De même « Black Power » et « White Power » ne sont ni équivalents ni symétriques, dans leur histoire, dans leur signification ou dans la réalité qu’ils recouvrent. « Black Power » est un slogan né d’une minorité qui réclamait l’égalité, en particulier des droits civiques, dans la société américaine, où ces mots permettaient d’affirmer la puissance d’une communauté et une certaine fierté, voire un mythe d’indépendance ou sécession minoritaire. « White Power » est un mot d’ordre réclamant le maintien d’un pouvoir sans partage des blancs (majoritaires ou minoritaires) dans une société s’accompagnant d’une minoration des droits des populations dominées, de leur relégation et d’interdiction légale d’unions interraciales.

Des journalistes comme certains universitaires, aveuglés[28], se persuadèrent que, changeant son fusil d’épaule, de Benoist ainsi que le Grece auraient entamé une sortie de l’univers intellectuel et militant de l’extrême droite[29]. Il s’agissait d’une erreur de perception.

En effet, en mettant sous le tapis les liens étroits du Grece avec les derniers partisans d’un racisme « scientifique », liens qu’une série d’articles hostiles avaient mis en lumière, Alain de Benoist s’éloignait surtout de l’idée que ces gens se faisaient de l’extrême droite. Car le Grece reprend à son compte et systématise en 1975 un discours différentialiste déjà élaboré. Le langage de ce courant a certes bien évolué, mais au sein d’un espace idéologique préexistant forgé par des rescapés de la SS et les architectes de l’apartheid.

 

Le premier différentialiste était un raciologue travaillant pour la SS

Le premier discours différentialiste est sans doute chronologiquement celui du raciologue nazi, Ludwig Ferdinand Clauss (1892-1974). La Nouvelle droite semble l’avoir redécouvert tardivement et s’en réclame depuis l’introduction en France, au cours des années 1970, de son contemporain italien Julius Evola (1898-1974) qui en était proche et en cite laudativement les idées dans des textes bien connus des droites radicales italiennes[30], mais traduits[31] seulement suite aux étroits contacts entre les droites radicales de ces deux pays[32].

C’est d’ailleurs dans le numéro d’Éléments de 1974 comprenant le texte « Contre tous les racismes » que paraît la notice nécrologique de Ludwig Ferdinand Clauss. Le « Professeur Clauss », affirme Éléments, « s’appliqua à jeter les bases d’une psychologie raciale n’incitant pas à la haine, mais à une meilleure compréhension des autres. Ce souci de poser toutes les races comme égales dans leur spécificité ainsi que l’acharnement qu’il mit à protéger certains de ses collaborateurs menacés de déportation lui valurent un certain nombre de difficultés sous le IIIème Reich »[33].

### LIGNES FOURNIES
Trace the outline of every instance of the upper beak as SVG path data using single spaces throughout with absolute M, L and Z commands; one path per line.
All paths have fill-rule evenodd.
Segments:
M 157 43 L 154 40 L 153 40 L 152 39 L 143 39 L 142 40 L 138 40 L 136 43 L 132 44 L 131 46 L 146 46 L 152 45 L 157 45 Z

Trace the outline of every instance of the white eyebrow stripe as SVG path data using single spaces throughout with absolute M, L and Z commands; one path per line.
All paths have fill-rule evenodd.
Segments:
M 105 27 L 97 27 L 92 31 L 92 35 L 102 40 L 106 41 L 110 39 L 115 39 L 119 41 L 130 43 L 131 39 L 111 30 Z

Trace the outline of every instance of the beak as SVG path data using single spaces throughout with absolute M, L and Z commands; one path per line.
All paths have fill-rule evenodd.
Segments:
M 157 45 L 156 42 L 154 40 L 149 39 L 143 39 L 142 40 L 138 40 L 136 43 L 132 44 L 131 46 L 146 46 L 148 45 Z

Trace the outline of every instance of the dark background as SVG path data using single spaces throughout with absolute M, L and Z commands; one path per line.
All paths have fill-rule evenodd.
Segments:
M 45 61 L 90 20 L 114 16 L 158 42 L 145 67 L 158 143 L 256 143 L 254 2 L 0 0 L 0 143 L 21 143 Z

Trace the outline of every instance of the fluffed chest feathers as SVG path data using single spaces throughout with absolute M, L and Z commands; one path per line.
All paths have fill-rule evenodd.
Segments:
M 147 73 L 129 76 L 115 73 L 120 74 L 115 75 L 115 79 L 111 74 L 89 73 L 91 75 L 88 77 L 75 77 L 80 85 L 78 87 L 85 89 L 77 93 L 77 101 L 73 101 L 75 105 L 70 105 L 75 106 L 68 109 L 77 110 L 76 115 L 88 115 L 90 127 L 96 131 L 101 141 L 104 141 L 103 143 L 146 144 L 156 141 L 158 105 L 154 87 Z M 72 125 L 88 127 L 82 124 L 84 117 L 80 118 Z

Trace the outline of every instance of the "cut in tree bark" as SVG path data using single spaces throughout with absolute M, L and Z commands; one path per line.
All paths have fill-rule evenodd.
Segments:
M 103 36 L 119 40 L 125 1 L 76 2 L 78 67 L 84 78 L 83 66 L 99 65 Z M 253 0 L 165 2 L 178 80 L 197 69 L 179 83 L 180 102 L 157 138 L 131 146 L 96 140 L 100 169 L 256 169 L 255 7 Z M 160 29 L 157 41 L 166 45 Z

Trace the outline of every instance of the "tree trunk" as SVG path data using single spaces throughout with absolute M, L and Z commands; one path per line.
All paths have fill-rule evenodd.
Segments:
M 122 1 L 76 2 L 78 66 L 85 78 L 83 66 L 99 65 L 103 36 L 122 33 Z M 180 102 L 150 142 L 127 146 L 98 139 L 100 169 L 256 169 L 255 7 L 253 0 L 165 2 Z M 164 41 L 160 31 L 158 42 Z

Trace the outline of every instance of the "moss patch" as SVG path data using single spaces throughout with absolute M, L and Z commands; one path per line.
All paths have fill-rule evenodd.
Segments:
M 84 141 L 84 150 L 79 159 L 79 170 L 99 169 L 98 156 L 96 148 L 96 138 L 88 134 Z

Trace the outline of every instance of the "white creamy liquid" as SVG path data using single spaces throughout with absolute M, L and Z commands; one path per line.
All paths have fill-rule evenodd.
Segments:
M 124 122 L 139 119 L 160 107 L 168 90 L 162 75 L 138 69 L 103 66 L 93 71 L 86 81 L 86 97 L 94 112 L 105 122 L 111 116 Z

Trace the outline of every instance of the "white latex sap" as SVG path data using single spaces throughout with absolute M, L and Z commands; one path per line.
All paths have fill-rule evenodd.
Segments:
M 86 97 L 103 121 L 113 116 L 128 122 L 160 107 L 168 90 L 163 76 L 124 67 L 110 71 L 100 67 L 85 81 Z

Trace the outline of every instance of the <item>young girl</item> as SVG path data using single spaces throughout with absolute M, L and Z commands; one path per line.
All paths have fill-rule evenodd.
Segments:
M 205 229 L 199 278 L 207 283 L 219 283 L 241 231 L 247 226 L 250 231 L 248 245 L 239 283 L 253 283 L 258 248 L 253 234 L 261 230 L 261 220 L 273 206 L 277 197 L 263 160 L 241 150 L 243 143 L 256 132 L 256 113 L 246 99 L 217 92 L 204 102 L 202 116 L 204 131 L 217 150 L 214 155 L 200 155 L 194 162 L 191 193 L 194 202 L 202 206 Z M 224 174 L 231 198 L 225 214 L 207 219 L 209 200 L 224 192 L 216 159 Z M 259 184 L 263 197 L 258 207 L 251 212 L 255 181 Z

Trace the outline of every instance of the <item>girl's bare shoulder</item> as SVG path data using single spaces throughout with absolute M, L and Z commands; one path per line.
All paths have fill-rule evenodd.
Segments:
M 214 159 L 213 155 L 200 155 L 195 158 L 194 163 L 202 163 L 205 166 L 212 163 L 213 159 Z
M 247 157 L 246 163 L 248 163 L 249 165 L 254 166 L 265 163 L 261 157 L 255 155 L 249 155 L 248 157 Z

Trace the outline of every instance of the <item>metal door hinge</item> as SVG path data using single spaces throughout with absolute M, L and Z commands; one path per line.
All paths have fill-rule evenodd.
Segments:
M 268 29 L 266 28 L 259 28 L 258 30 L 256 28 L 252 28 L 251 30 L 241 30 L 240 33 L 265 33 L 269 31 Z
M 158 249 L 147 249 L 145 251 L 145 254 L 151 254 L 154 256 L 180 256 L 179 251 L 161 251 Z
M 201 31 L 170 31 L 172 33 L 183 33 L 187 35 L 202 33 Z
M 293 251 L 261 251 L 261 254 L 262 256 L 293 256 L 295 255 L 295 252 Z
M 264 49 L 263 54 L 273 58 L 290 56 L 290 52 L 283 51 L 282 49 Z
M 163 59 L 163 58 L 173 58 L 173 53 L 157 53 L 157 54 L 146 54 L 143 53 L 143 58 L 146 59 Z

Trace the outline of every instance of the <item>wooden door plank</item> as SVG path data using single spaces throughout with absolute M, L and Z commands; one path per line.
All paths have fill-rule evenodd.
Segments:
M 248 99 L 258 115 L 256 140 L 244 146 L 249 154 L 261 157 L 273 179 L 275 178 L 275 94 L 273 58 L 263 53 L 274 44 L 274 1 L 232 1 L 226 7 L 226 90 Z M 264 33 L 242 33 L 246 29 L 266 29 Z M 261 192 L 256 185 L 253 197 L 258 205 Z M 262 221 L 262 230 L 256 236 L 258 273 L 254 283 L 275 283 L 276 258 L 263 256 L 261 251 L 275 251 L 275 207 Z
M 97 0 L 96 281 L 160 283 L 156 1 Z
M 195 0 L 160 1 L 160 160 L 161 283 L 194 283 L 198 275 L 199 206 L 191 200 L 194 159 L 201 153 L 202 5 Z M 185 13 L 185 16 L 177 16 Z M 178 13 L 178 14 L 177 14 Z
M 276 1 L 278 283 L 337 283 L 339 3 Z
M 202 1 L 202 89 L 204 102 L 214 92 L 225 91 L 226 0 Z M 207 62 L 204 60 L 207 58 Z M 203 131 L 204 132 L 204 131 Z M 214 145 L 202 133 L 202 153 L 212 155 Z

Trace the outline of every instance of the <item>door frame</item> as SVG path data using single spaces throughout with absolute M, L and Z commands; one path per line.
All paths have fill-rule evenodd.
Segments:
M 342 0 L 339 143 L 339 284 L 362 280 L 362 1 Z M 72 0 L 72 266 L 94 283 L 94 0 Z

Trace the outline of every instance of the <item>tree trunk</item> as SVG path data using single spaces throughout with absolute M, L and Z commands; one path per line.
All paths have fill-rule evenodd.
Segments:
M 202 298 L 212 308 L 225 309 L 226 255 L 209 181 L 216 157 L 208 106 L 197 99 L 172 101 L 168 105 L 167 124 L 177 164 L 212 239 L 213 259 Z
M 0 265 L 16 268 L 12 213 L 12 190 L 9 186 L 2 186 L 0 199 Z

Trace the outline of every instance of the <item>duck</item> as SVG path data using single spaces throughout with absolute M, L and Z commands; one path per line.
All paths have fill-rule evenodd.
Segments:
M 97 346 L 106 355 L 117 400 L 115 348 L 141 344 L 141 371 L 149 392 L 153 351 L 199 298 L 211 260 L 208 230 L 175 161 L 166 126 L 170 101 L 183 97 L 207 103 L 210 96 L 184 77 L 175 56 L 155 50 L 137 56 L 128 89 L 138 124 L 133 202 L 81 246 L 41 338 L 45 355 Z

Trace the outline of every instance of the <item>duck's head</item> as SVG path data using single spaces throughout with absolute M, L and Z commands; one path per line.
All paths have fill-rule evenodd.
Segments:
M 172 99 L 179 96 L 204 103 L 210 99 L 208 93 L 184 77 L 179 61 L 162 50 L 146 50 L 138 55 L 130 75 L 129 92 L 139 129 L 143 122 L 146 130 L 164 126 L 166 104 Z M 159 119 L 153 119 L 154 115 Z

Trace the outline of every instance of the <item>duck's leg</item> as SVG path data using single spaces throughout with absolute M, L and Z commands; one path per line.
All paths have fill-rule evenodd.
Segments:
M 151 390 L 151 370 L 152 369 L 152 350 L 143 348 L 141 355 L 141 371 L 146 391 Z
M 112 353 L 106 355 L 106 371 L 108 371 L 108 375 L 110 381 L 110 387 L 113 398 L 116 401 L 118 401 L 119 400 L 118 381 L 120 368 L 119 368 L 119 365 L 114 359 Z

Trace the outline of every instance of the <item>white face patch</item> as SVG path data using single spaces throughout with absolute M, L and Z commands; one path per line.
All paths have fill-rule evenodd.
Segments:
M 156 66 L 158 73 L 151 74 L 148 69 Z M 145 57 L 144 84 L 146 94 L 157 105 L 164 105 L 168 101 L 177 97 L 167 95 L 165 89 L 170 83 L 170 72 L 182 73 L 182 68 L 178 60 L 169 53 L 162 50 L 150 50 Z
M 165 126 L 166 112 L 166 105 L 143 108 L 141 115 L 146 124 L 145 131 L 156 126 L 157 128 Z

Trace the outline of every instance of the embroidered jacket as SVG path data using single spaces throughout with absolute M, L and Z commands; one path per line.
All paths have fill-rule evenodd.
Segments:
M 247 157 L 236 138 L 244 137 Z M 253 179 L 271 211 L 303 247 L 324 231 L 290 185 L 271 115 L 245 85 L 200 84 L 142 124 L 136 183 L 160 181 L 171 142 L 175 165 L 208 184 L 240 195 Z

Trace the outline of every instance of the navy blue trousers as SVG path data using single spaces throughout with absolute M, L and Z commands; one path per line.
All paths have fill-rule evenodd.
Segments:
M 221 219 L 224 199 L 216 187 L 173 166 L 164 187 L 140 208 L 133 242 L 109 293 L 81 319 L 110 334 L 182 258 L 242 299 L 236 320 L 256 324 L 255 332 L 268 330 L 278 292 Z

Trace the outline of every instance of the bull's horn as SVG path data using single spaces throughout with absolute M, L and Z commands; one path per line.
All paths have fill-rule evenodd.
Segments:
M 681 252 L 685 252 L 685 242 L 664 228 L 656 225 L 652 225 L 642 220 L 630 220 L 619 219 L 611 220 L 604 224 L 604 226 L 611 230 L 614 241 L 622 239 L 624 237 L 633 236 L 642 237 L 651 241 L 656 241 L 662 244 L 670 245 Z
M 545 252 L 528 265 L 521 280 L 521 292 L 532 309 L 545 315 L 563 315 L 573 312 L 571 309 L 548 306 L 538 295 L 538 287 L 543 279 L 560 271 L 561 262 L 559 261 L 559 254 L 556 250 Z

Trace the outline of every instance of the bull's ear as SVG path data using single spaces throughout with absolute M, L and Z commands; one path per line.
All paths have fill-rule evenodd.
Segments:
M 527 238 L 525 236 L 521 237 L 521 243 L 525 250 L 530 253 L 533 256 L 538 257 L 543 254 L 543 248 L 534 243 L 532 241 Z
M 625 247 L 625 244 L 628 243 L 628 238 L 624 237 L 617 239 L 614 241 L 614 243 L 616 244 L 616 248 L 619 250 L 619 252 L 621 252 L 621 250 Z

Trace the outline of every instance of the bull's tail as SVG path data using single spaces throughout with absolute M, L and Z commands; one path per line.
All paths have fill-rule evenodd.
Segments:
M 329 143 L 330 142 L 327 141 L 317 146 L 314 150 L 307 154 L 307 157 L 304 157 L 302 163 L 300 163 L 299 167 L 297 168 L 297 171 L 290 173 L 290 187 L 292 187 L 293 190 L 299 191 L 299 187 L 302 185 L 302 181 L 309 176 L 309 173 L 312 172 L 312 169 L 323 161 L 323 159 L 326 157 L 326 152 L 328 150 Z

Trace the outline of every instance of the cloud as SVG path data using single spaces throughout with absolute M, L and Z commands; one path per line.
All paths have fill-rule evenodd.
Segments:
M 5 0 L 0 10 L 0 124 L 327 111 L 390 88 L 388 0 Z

### CONSIGNE À SUIVRE
Prolongez l'extrait sur la Nouvelle droite et les origines du discours différentialiste, en reprenant juste après sa dernière phrase.

### RÉSULTAT OBTENU
À lire Éléments, Clauss et de Benoist se paraphrasent mutuellement et Clauss aurait été un grand résistant[34] persécuté. Clauss, un des principaux raciologues allemands, défendait l’existence d’une race nordique, en particulier dans la revue Rasse[35], mensuel du mouvement nordique qu’il co-fonda avec un autre grand raciologue nazi, Hans Friedrich Karl Günther. Les deux hommes défendaient une conception en quelque sorte plus stricte que celle du régime, car aux yeux de Ludwig Ferdinand Clauss et de Hans FK Günther, une bonne partie de la population allemande appartenait à une race alpine aux qualités moins éclatantes que celles de la race nordique.

Clauss expliquait, dans ses livres et articles que « la différence entre les races n’est pas une différence de qualité mais de style »[36], et que « l’âme des peuples » pouvait se lire dans le physique et les expressions de représentants de chaque race[37]. Robert Steuckers, qui contribua, au sein du Grece, à la redéfinition de l’idée d’identité interprétait ainsi, en 1992, la pensée du raciologue :

« Clauss développe une anthropologie racialisée et psychologisante (une “psycho-raciologie” serait-on tenté de dire) qui renonce aux méthodes “zoologiques” et accepte l’autre tel qu’il est, veut le comprendre, veut comprendre sa façon d’agir et sa culture. Ses intérêts et l’air du temps le portent à étudier la psychologie de la “race nordique”, tendue et mobilisée entièrement vers l’action. Ensuite, tous ses efforts se portent vers des études approfondies de la “race bédouine”, “race du désert” ou “race arabe”, race portée vers l’absolu et vers les révélations, qui donne au monde des prophètes enthousiastes et conquérants. »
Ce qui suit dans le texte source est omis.